Please show each line in the records below that contains the string "Detect". Case counts.

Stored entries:
— begin —
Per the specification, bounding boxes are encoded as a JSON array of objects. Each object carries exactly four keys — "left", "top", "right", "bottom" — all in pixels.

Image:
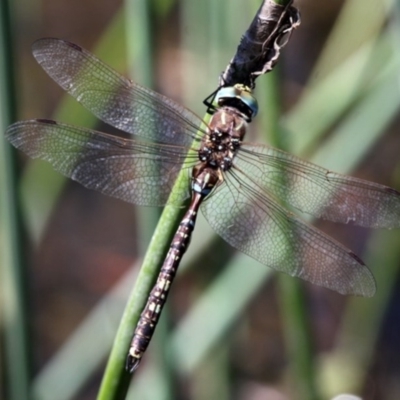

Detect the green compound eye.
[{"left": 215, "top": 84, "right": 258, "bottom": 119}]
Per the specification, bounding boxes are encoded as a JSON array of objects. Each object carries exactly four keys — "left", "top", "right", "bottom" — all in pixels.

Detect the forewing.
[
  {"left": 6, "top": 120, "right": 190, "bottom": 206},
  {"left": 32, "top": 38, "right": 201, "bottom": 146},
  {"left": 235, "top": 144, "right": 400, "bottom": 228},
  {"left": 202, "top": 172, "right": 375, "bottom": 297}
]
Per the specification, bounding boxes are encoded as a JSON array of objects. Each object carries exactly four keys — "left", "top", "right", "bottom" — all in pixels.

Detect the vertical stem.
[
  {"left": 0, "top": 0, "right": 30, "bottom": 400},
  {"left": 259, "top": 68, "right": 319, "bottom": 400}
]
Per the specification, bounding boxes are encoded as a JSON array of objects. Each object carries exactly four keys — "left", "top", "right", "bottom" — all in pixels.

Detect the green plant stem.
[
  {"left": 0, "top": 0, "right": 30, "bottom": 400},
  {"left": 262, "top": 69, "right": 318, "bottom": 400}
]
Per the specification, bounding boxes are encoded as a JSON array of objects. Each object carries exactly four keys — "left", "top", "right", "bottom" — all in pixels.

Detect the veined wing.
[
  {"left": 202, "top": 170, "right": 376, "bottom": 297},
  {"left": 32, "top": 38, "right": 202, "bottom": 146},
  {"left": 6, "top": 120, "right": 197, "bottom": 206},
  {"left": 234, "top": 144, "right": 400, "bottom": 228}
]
— end —
• Exercise output
Detect the green compound eye.
Detect the forewing.
Detect the vertical stem.
Detect the green plant stem.
Detect the veined wing.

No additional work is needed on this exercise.